WHAT YOU HAVE TO DO:
Please filter the listing for the string "door" and copy each matching line.

EXERCISE MATERIAL:
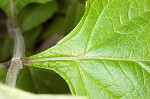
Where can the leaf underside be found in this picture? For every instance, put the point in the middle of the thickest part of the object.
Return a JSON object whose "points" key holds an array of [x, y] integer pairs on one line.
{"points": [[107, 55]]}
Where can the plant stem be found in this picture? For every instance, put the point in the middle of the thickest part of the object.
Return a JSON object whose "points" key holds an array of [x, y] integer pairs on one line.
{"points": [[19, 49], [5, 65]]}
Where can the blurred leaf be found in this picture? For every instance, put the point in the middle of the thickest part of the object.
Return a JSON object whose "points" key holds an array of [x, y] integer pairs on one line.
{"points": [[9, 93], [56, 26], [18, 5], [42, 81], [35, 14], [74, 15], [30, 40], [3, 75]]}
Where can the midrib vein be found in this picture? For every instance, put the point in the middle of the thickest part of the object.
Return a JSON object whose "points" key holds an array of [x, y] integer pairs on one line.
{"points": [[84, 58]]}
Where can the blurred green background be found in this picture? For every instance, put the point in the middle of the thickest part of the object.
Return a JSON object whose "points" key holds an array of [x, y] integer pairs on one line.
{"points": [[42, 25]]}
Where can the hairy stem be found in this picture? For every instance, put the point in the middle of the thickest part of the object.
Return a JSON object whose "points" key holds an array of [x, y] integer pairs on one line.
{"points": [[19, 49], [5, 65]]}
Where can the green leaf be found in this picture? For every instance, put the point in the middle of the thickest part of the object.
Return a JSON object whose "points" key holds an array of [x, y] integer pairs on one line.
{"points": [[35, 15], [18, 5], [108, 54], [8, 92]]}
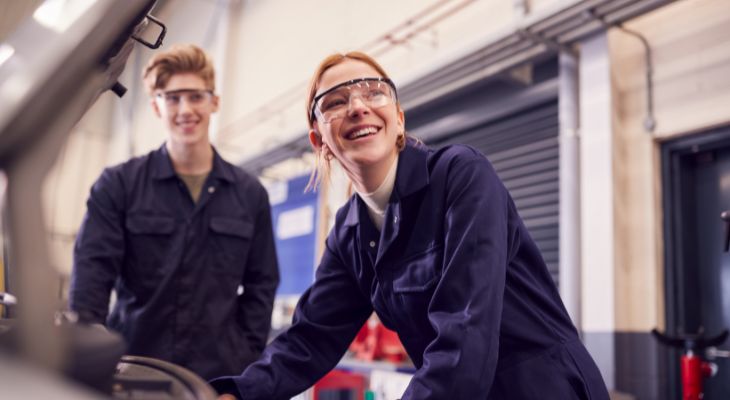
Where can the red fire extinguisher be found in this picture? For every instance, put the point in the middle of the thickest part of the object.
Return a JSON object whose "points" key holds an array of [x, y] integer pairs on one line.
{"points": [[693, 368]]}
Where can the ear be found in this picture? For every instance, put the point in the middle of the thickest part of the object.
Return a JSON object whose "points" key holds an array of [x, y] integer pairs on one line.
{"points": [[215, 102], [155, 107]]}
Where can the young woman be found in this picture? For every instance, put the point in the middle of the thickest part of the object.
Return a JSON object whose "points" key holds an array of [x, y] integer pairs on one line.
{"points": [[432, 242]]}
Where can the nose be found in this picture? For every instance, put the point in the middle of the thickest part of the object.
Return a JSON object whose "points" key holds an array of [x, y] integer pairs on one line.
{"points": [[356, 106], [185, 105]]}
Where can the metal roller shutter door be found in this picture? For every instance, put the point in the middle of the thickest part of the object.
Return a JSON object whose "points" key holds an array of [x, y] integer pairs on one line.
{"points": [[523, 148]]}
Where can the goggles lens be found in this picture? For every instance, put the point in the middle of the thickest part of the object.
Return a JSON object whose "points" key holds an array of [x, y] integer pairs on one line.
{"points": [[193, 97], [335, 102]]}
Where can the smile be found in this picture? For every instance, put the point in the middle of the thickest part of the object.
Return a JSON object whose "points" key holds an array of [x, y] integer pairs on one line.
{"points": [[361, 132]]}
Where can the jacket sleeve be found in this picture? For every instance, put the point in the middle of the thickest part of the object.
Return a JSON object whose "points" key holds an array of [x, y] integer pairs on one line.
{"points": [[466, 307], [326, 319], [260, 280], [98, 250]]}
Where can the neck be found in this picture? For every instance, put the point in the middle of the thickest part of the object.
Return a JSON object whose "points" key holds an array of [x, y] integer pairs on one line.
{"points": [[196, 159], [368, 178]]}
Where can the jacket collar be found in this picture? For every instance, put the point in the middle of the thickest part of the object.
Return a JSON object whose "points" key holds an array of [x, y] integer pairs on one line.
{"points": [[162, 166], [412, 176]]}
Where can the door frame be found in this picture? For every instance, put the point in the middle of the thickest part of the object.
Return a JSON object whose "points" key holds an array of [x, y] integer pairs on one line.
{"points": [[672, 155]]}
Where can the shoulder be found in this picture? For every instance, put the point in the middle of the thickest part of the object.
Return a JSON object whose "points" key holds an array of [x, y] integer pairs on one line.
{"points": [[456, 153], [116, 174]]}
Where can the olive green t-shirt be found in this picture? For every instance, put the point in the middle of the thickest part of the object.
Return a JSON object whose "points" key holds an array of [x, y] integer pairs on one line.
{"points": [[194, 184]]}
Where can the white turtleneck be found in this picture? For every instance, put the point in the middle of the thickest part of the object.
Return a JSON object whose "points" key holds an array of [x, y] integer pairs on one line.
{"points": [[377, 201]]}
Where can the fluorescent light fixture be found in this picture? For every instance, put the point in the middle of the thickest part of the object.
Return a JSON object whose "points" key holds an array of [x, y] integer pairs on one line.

REPLY TO THE TASK:
Where can the metal roller shutter door be found in this picture? For every instance, put the point in the middle of the thickest part of the object.
Where can the door frame be found in this picture? For every instance, put the point in the middle of the thickest part of the object.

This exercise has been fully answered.